**Aim a**
Reproduce the passage on Bayesian exploration in reinforcement learning below in its entirety, word for word.

**Excerpt provided**
We consider the exploration/exploitation problem in reinforcement learning (RL). The Bayesian approach to model-based RL offers an elegant solution to this problem, by considering a distribution over possible models and acting to maximize expected reward; unfortunately, the Bayesian solution is intractable for all but very restricted cases. In this paper we present a simple algorithm, and prove that with high probability it is able to perform epsilon-close to the true (intractable) optimal Bayesian policy after some small (polynomial in quantities describing the system) number of time steps. The algorithm and analysis are motivated by the so-called PAC-MDP approach, and extend such results into the setting of Bayesian RL. In this setting, we show that we are able to achieve lower sample complexity bounds than existing PAC-MDP algorithms, while using exploration strategies that are much greedier than the (extremely cautious) exploration strategies used by these existing algorithms.
Discussion
Hi Zico,
You had a great talk yesterday! I checked the paper to settle our discussion (is the 1/n bonus PAC-MDP or not?).

**Records provided**

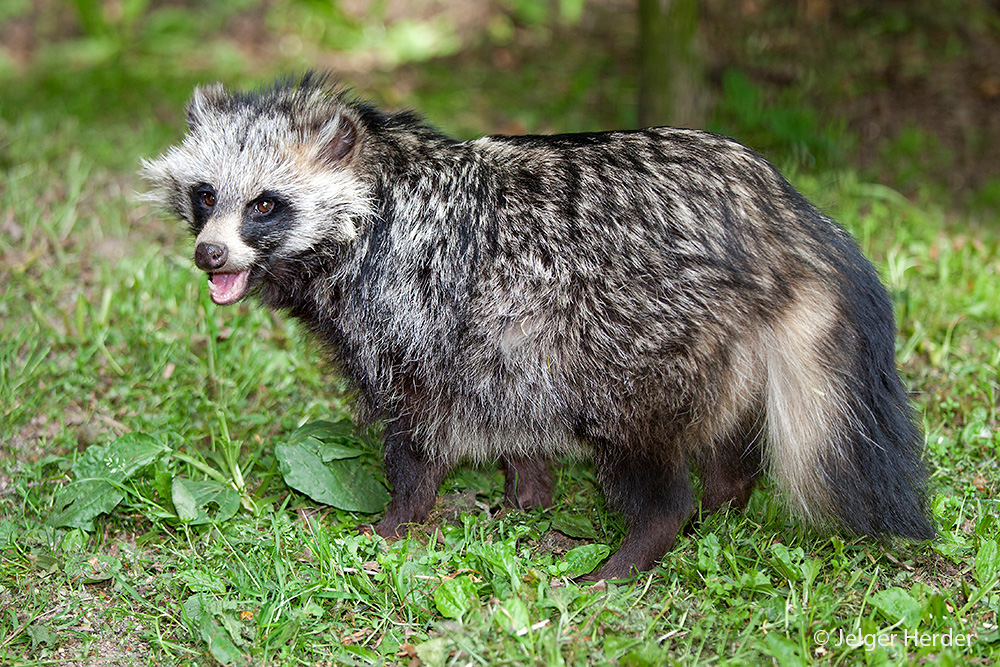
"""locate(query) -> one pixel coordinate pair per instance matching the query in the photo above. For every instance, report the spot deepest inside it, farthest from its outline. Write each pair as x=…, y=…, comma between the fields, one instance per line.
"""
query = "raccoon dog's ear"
x=204, y=97
x=336, y=140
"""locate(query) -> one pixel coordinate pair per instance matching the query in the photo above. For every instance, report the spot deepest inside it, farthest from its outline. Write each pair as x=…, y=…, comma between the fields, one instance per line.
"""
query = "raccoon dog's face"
x=261, y=180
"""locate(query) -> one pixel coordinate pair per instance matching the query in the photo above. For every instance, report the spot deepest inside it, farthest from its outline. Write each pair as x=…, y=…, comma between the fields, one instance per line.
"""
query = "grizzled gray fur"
x=662, y=299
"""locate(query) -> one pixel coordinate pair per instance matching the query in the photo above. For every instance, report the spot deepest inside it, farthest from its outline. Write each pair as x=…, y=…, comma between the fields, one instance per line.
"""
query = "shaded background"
x=908, y=91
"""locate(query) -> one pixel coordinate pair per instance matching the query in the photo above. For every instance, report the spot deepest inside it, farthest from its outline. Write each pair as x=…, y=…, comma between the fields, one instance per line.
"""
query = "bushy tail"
x=841, y=436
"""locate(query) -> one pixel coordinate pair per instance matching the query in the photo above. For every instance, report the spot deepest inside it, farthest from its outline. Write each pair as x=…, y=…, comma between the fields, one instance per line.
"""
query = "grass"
x=106, y=329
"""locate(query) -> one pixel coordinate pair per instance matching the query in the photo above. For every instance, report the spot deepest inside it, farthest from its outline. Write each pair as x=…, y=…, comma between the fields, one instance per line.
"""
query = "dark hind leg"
x=527, y=484
x=656, y=498
x=415, y=482
x=730, y=471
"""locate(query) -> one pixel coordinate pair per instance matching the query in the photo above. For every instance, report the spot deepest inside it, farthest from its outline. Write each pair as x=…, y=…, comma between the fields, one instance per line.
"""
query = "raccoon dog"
x=662, y=299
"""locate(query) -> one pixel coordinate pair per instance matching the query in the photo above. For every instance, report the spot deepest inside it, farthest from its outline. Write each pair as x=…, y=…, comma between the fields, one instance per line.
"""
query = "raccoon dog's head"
x=262, y=179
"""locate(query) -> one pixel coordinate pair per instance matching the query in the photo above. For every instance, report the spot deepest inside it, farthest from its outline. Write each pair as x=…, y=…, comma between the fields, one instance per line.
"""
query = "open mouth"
x=226, y=288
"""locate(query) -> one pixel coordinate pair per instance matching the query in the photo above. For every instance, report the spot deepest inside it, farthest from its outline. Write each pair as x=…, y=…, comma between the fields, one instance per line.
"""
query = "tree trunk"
x=671, y=81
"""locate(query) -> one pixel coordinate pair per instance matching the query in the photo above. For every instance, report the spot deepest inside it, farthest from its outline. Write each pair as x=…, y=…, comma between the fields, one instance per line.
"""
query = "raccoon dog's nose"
x=210, y=256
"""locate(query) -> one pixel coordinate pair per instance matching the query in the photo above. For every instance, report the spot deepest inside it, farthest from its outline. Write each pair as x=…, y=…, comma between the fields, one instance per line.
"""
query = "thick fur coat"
x=662, y=299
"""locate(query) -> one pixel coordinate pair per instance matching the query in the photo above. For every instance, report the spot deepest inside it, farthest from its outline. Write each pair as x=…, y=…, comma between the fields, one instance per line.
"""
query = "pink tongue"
x=227, y=287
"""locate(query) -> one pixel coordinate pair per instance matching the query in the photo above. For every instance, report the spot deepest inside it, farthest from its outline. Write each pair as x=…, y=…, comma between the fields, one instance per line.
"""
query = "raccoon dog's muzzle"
x=224, y=287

**Aim b**
Render the lines of the entries above as a numbered list, starting at the first line of the entries and ending at the line containing "x=106, y=329", with both of those lines included. Omit blank lines and pictures, and list nothing outside that range.

**Written response a**
We consider the exploration/exploitation problem in reinforcement learning (RL). The Bayesian approach to model-based RL offers an elegant solution to this problem, by considering a distribution over possible models and acting to maximize expected reward; unfortunately, the Bayesian solution is intractable for all but very restricted cases. In this paper we present a simple algorithm, and prove that with high probability it is able to perform epsilon-close to the true (intractable) optimal Bayesian policy after some small (polynomial in quantities describing the system) number of time steps. The algorithm and analysis are motivated by the so-called PAC-MDP approach, and extend such results into the setting of Bayesian RL. In this setting, we show that we are able to achieve lower sample complexity bounds than existing PAC-MDP algorithms, while using exploration strategies that are much greedier than the (extremely cautious) exploration strategies used by these existing algorithms.
Discussion
Hi Zico,
You had a great talk yesterday! I checked the paper to settle our discussion (is the 1/n bonus PAC-MDP or not?).

**Written response b**
1. """locate(query) -> one pixel coordinate pair per instance matching the query in the photo above. For every instance, report the spot deepest inside it, farthest from its outline. Write each pair as x=…, y=…, comma between the fields, one instance per line.
2. """
3. query = "raccoon dog's ear"
4. x=204, y=97
5. x=336, y=140
6. """locate(query) -> one pixel coordinate pair per instance matching the query in the photo above. For every instance, report the spot deepest inside it, farthest from its outline. Write each pair as x=…, y=…, comma between the fields, one instance per line.
7. """
8. query = "raccoon dog's face"
9. x=261, y=180
10. """locate(query) -> one pixel coordinate pair per instance matching the query in the photo above. For every instance, report the spot deepest inside it, farthest from its outline. Write each pair as x=…, y=…, comma between the fields, one instance per line.
11. """
12. query = "grizzled gray fur"
13. x=662, y=299
14. """locate(query) -> one pixel coordinate pair per instance matching the query in the photo above. For every instance, report the spot deepest inside it, farthest from its outline. Write each pair as x=…, y=…, comma between the fields, one instance per line.
15. """
16. query = "shaded background"
17. x=908, y=91
18. """locate(query) -> one pixel coordinate pair per instance matching the query in the photo above. For every instance, report the spot deepest inside it, farthest from its outline. Write each pair as x=…, y=…, comma between the fields, one instance per line.
19. """
20. query = "bushy tail"
21. x=841, y=436
22. """locate(query) -> one pixel coordinate pair per instance matching the query in the photo above. For every instance, report the spot deepest inside it, farthest from its outline. Write each pair as x=…, y=…, comma between the fields, one instance per line.
23. """
24. query = "grass"
25. x=106, y=329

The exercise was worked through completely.